----- TEXT BLOCK

The Iran-backed Hezbollah group rejected a new cease-fire proposal in Lebanon on Thursday, while Israel signaled it would keep troops in the country, dealing a setback to U.S. President Donald Trump's efforts to end the conflict and advance broader diplomatic talks with Tehran.
Iran has tied any potential agreement with Washington to a cease-fire in Lebanon and has recently indicated it could become directly involved if Israel continues its military campaign.
However, Hezbollah leader Naim Qassem dismissed a U.S.-brokered deal negotiated between Israel and the Lebanese government to halt the fighting, noting that the group was not involved in the talks.
There was no immediate reaction from either Israel or Lebanon.
Speaking in Washington, Trump said he believed progress was being made and expressed hope for lasting peace in Lebanon.
Despite those diplomatic efforts, Israeli strikes continued across southern Lebanon.
Israeli Defense Minister Israel Katz said the military would neither withdraw its forces nor suspend operations in the country, where troops entered in March alongside Israel's wider conflict with Iran.
The commander of Iran's Islamic Revolutionary Guard Corps' Quds Force, which helped establish Hezbollah in 1982, said Israel must, at a minimum, withdraw to positions it held before the war began.
More moderate shooting
Along with Lebanon, residents of Gaza, northern Israel and Kuwait have all come under fire this week, despite U.S.-brokered cease-fires that Trump said on Wednesday involved "shooting in a more moderate manner," rather than a complete halt to fighting.
Iranian and American forces traded attacks in the Gulf on Wednesday in one of the most intense bouts of fighting since early April, when a cease-fire halted large-scale hostilities.
Iranian forces struck Kuwait's airport, killing one person and injuring more than 60 others, authorities said, while the U.S. military launched strikes near the Strait of Hormuz.
In Oman, an alleged drone attack forced the suspension of oil loading at the Mina al Fahal terminal after an explosion, two people familiar with the matter said Friday.

----------
----- INFORMATION PROVIDED

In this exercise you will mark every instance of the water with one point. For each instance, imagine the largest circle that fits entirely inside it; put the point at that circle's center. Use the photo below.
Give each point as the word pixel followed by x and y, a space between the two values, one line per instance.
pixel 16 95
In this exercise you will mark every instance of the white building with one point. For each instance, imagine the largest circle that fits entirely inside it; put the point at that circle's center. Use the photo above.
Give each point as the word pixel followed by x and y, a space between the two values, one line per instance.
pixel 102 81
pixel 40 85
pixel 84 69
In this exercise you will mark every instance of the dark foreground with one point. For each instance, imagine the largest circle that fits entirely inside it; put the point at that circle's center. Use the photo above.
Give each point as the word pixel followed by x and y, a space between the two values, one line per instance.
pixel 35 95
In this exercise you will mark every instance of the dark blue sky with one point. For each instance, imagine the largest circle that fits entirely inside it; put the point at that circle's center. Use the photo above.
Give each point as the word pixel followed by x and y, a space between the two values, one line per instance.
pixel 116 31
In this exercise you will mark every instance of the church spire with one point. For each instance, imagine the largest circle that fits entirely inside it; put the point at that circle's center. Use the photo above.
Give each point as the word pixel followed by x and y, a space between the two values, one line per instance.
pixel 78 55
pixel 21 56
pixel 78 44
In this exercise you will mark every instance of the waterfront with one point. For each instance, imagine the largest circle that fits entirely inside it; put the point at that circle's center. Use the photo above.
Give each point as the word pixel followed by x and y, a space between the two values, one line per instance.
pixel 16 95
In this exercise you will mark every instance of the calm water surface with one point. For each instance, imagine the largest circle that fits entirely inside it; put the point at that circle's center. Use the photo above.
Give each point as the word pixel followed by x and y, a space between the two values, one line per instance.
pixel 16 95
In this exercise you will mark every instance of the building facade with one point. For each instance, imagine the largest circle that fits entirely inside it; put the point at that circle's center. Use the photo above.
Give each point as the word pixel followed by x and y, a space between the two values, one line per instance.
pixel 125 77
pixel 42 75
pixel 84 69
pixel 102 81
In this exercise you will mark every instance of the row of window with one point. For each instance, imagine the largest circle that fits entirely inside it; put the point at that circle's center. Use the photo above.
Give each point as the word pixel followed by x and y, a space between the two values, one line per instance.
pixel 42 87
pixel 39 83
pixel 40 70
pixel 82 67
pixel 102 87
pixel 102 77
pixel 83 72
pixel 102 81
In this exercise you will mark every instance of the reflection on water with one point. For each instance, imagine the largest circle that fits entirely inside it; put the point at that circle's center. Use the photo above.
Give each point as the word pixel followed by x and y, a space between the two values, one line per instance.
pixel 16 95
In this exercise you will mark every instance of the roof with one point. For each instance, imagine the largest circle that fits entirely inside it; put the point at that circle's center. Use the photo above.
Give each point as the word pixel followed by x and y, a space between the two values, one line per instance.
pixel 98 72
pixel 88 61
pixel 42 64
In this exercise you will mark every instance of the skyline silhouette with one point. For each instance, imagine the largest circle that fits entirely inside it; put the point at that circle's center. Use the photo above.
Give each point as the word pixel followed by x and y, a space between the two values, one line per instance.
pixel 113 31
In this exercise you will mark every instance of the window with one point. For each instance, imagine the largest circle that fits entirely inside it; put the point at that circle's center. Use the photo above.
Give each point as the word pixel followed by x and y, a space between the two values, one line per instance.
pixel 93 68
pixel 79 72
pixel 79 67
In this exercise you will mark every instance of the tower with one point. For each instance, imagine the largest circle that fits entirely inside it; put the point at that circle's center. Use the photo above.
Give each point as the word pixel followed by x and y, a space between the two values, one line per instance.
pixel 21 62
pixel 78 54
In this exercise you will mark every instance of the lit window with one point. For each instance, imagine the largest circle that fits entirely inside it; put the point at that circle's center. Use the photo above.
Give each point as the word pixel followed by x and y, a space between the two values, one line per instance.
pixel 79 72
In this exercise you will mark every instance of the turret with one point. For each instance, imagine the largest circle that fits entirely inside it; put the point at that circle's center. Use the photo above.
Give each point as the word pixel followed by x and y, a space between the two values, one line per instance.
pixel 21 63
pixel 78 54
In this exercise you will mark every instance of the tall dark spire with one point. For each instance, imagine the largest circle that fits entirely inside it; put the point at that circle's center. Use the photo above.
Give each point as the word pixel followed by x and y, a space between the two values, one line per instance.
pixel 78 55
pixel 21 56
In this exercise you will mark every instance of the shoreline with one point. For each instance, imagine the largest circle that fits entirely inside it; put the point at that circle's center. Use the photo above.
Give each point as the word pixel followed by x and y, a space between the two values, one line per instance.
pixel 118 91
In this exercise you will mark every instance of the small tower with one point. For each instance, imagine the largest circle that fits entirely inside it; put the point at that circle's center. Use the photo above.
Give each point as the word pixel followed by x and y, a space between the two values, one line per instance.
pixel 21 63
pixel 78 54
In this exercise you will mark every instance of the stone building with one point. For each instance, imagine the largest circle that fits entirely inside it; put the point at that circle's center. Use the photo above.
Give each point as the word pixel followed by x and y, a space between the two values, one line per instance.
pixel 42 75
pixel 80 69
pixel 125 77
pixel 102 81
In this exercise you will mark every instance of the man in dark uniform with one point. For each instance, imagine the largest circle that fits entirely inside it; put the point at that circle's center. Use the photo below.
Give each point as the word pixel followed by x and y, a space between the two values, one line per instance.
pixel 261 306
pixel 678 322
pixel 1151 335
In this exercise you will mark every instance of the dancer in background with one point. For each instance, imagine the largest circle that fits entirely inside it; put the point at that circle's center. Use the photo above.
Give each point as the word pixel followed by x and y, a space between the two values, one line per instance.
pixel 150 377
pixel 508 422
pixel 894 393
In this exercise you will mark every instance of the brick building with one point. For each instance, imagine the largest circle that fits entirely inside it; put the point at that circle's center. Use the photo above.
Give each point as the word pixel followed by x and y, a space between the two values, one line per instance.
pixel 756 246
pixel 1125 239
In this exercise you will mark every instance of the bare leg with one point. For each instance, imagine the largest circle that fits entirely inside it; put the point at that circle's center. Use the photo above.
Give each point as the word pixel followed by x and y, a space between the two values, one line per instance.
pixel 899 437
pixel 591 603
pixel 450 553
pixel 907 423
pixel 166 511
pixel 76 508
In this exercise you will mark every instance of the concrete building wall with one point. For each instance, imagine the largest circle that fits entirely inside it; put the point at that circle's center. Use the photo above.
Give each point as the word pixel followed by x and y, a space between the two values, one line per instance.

----------

[WHAT IS BEING ASKED] According to the report on the Lebanon cease-fire, in what year did the Quds Force help establish Hezbollah? The data can be set aside.

[EXERCISE ANSWER] 1982